(TASK BRIEF) Arrange everything from the line containing "of the support" down to the end of the entries below as a numbered list, leaving out any blank lines.

(Records from a collection)
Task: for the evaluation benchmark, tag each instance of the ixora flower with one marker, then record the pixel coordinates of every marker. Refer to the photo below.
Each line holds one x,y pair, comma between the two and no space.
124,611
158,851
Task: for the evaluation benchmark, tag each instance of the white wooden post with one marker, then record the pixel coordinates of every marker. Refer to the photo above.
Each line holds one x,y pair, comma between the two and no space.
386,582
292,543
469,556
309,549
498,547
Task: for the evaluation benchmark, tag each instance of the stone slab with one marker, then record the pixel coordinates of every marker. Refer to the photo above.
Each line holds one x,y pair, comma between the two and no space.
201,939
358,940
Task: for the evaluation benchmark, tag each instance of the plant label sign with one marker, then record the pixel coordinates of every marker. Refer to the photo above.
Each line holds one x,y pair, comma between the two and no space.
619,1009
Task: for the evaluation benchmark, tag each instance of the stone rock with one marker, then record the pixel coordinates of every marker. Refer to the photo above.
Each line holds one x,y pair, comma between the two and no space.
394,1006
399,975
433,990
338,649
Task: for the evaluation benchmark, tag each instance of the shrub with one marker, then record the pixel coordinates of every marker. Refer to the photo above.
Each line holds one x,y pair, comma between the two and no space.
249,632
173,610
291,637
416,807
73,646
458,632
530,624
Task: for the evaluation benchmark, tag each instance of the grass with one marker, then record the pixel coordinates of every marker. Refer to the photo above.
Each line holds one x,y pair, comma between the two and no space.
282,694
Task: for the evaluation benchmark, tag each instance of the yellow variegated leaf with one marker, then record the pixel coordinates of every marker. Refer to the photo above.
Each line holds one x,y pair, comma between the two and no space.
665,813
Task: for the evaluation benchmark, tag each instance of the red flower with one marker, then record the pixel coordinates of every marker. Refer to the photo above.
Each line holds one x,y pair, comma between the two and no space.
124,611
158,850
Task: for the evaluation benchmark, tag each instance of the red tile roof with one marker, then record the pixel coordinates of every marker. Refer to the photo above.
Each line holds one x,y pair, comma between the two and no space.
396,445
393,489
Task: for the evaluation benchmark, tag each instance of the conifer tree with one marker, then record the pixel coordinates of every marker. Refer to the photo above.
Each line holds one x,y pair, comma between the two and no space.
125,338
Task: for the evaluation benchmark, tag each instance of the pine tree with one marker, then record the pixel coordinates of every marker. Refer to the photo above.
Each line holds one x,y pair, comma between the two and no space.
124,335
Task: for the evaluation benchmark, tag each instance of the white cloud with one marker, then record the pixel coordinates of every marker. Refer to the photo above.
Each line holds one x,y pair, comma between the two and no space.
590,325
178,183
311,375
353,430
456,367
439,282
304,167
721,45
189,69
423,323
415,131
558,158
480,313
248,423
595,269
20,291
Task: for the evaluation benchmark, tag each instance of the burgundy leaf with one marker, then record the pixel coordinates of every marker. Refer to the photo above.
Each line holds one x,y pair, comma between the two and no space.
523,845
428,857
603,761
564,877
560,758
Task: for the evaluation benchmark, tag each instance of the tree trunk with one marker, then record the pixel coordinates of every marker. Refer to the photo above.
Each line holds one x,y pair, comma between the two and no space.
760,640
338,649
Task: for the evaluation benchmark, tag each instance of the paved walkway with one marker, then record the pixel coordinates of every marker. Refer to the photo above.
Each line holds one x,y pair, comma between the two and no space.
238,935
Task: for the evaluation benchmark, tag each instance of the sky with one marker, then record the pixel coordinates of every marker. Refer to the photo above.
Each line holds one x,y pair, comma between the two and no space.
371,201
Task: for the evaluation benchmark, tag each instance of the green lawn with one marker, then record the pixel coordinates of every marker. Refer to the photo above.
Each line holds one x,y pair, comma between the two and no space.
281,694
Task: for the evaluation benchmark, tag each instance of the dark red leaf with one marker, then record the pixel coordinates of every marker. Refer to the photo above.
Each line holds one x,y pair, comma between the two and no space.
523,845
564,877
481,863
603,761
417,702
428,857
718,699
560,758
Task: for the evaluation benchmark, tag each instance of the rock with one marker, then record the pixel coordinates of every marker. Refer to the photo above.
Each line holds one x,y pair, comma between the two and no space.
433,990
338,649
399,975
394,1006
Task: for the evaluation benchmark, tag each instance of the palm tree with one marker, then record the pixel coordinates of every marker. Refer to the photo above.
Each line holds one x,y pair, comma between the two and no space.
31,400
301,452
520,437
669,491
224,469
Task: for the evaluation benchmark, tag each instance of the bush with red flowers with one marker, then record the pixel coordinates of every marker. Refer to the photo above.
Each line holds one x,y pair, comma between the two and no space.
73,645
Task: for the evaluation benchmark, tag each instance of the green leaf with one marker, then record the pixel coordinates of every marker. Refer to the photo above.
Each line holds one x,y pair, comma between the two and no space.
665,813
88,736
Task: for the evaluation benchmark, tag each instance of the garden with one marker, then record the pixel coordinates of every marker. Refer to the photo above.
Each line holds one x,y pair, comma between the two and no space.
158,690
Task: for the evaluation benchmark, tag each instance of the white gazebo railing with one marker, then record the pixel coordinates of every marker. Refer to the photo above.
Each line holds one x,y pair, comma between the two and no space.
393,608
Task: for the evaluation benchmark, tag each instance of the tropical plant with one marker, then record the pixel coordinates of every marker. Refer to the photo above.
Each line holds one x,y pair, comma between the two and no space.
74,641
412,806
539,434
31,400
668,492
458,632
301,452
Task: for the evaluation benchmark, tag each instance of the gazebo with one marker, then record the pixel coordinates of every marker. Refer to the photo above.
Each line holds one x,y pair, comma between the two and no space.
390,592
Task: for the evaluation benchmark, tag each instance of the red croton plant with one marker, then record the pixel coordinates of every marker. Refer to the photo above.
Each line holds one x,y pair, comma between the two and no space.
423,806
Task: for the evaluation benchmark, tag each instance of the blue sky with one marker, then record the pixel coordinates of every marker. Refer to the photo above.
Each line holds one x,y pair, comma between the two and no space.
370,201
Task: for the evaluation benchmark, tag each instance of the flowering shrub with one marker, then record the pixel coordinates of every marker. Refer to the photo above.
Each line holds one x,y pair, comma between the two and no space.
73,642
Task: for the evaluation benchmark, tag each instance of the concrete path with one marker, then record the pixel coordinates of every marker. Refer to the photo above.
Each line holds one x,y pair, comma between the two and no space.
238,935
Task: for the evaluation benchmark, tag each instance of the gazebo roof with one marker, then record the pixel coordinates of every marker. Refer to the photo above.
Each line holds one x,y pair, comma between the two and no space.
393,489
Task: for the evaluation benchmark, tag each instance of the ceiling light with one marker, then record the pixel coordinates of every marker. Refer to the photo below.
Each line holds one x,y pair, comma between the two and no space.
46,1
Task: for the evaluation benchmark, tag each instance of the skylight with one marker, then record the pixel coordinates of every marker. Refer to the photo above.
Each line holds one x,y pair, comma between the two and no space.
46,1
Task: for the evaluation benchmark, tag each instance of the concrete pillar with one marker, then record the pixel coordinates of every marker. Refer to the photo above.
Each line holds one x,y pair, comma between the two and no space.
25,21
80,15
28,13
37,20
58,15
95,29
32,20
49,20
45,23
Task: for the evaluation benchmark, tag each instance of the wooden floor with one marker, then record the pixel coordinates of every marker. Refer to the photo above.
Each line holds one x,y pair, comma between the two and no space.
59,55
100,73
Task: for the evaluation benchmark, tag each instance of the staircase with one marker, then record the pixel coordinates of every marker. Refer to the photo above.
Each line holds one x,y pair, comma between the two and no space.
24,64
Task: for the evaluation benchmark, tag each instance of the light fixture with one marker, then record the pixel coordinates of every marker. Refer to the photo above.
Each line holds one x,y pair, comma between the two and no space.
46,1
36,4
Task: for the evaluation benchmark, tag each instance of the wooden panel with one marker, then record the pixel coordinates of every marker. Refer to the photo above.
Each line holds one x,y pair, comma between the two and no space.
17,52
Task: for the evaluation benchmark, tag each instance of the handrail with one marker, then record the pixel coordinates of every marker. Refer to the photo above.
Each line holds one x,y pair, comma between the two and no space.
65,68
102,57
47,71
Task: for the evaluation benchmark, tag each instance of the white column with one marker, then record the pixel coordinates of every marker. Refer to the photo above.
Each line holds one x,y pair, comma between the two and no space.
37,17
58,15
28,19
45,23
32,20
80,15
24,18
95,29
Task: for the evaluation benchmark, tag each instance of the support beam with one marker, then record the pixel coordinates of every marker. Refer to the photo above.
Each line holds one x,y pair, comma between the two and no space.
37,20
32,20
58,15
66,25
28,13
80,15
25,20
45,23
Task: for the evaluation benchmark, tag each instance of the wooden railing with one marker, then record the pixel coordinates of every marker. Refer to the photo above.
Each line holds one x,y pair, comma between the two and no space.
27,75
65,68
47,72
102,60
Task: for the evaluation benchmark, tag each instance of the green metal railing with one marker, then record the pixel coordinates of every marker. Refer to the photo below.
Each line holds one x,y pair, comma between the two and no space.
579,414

(WRITTEN SOLUTION)
1. Task: for the evaluation benchmark, tag each instance of the support beam with one marker, then record the pixel coordinates of every marker. Refer to the photo above.
2. Each line holds one x,y pair, comma between the two and no space.
3. 37,20
4. 32,20
5. 58,15
6. 66,25
7. 28,13
8. 80,15
9. 25,20
10. 45,23
11. Task: for the evaluation benchmark, tag each instance of the wooden railing with one marker, then record the pixel coordinates of every marker. Refer to the photo above.
12. Each line holds one x,y pair, comma between the two and no space.
13. 27,75
14. 65,68
15. 47,72
16. 102,60
17. Task: for the evaluation benchmark, tag each instance of the green metal railing with one marker, then record the pixel coordinates of every marker. Refer to the photo below.
18. Each line holds one x,y pair, comma between the two and no space.
19. 579,414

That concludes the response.